Aufgabe -> Gib aus dem Text über das Kullmann-Interview den Abschnitt von „Kullmanns mahnende Worte“ bis „im Lande mindern.“ wortgetreu wieder.

Textauszug ->
▬▬▬▬▬▬

Das Interview, das Evonik-Chef Christian Kullmann am Wochenende der „Süddeutschen Zeitung“ gab, hat es in sich. Kullmann ergreift Partei für unsere Demokratie und gegen die „braun durchwirkte AfD“. Diese AfD gefährde „Rechtsstaatlichkeit, Meinungsfreiheit, Menschenrechte“. Diese Partei schade „unserer Volkswirtschaft, unserer Gesellschaft, unserer Zukunft“. Kullmann spricht klar, wie man das sonst selten hört und liest. Wer AfD wähle, gefährde Jobs, warnt und mahnt, der Vorstandsvorsitzende des Chemiekonzerns Evonik mit Sitz in Essen. Und weil das so ist, fordert Kullmann die deutsche Wirtschaft auf, jetzt „zu handeln und Farbe bekennen gegen die AfD“. Für Evonik heiße das: „Bei uns kommen keine AfD-Funktionäre auf den Hof, zu Werksbesuchen werden sie nicht empfangen“. Und wenn er, Kullmann, auf einer Betriebsversammlung spreche, „erkläre ich, wofür wir stehen und wofür eben nicht“. Vor einer Wahl würde er zwar keine Wahlempfehlung für eine bestimmte Partei abgeben, aber „ich würde klar sagen. Björn Höcke ist ein Nazi!“ Unternehmen aus dem Ausland würden vor Investitionen in Deutschland zurückschrecken.
Kullmanns mahnende Worte an die Adresse seiner Kollegen in deutschen Firmen kommt zur richtigen Zeit. Gerade hat der Rechtspopulist Geert Wilders die Wahlen in den früher so liberalen Niederlanden gewonnen, in Ungarn regiert Orban, in Italien Meloni, in den USA droht die Rückkehr von Trump an die Macht, in Skandinavien sind die Rechten auf dem Vormarsch, eine Entwicklung, die jedem Demokraten zu denken geben muss. Und eben auch der Wirtschaft und dort einem mächtigen Manager wie Kullmann, der einem international tätigen Unternehmen mit 34000 Beschäftigten vorsteht. Und dass er sich politisch so weit vorwagt, hat gute Gründe. Deutschland sucht händeringend Fachkräfte aus dem Ausland, die AfD polemisiert gegen Zuwanderer und schreck Arbeitskräfte ab. Deutschland und seine Exportwirtschaft leben von der EU, die AfD will die EU zerstören. All das würde den Wohlstand im Lande mindern.
In einem Kommentar der SZ zum Interview auf der Wirtschaftsseite unterstreicht der Autor die historische Verantwortung von Evonik und erinnert daran, dass die „Vorgängerfirma Degussa Vorstandssitzungen in SS-Uniformen abhielt und das KZ-Gas Zyklon B produzierte“. Kullmann geht in dem Interview der SZ auf die Historie ein und erwähnt den Auftritt Hitlers 1932 vor den „Größen der Industrie der Weimarer Republik im Düsseldorfer Industrie-Club. Das war für ihn damals kein großer Erfolg. Es ist ein marxistischer Mythos, Hitler sei wie ein Maskottchen der deutschen Großindustrie an die Macht gekommen. Und die Frage, ob die deutsche Industrie den Nazis viel oder wenig Geld gegeben hat, ist auch nicht entscheidend“.

▬▬▬▬▬▬

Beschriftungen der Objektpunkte
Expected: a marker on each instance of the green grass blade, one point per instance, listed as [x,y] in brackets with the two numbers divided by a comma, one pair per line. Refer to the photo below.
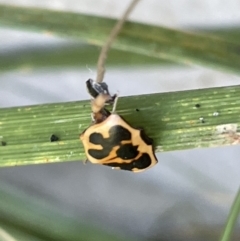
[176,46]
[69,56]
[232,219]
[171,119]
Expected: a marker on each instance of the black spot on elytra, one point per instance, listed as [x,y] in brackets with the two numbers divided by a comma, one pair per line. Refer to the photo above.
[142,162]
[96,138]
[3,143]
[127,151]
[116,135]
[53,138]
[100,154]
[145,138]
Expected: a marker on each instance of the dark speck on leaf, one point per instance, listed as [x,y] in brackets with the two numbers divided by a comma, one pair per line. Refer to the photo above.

▬▬▬▬▬▬

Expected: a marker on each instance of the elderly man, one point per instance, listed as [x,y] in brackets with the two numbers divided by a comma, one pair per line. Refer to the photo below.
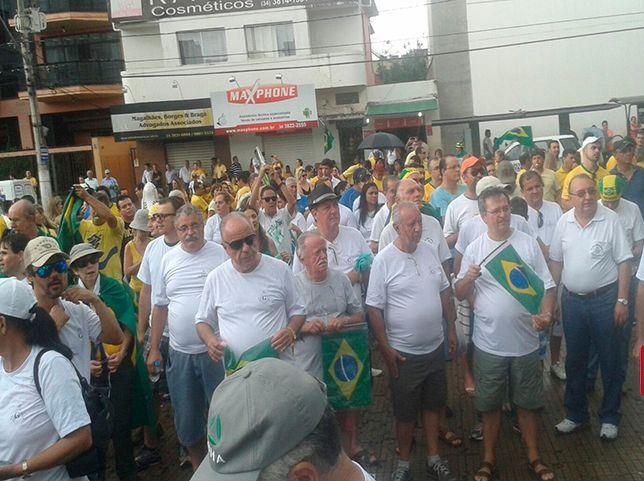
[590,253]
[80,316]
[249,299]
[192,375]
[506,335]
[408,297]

▬▬▬▬▬▬

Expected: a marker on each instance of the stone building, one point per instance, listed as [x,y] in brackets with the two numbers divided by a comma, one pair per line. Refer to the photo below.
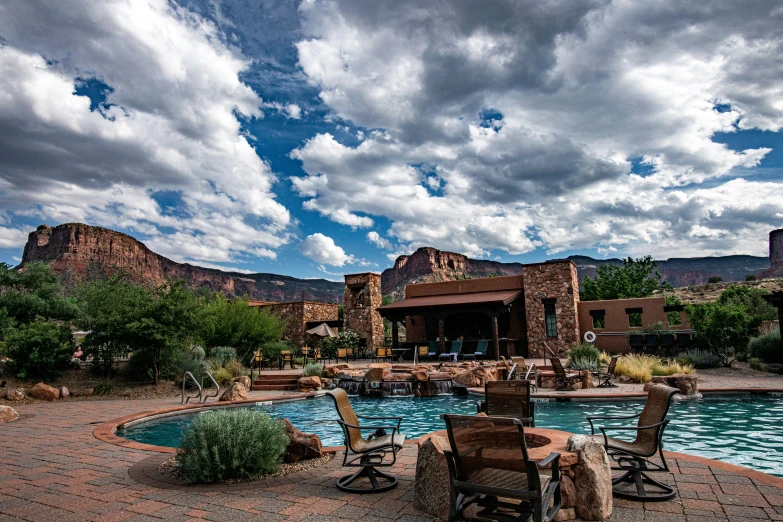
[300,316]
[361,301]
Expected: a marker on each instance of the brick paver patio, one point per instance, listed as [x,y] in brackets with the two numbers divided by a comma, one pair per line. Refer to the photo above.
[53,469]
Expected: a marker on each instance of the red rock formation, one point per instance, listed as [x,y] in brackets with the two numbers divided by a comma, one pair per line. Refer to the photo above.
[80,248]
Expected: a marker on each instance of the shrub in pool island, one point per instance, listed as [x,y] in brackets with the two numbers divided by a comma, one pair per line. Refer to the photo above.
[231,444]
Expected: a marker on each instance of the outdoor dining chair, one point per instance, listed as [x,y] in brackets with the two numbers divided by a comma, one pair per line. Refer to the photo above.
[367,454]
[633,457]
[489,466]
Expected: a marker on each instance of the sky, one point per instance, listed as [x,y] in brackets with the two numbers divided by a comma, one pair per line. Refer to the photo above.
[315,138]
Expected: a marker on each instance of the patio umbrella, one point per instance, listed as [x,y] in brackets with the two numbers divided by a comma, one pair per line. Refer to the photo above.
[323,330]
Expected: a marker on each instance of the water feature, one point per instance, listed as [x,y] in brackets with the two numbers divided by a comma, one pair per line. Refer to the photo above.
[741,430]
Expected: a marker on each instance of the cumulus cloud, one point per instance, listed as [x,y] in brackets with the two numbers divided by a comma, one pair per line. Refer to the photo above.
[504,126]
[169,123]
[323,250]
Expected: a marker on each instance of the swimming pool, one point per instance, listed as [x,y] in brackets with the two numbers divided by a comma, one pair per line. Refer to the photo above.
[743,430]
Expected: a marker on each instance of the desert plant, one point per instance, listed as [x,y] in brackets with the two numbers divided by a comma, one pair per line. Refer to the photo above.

▬▬▬▬▬▬

Antwort ->
Kullmanns mahnende Worte an die Adresse seiner Kollegen in deutschen Firmen kommt zur richtigen Zeit. Gerade hat der Rechtspopulist Geert Wilders die Wahlen in den früher so liberalen Niederlanden gewonnen, in Ungarn regiert Orban, in Italien Meloni, in den USA droht die Rückkehr von Trump an die Macht, in Skandinavien sind die Rechten auf dem Vormarsch, eine Entwicklung, die jedem Demokraten zu denken geben muss. Und eben auch der Wirtschaft und dort einem mächtigen Manager wie Kullmann, der einem international tätigen Unternehmen mit 34000 Beschäftigten vorsteht. Und dass er sich politisch so weit vorwagt, hat gute Gründe. Deutschland sucht händeringend Fachkräfte aus dem Ausland, die AfD polemisiert gegen Zuwanderer und schreck Arbeitskräfte ab. Deutschland und seine Exportwirtschaft leben von der EU, die AfD will die EU zerstören. All das würde den Wohlstand im Lande mindern.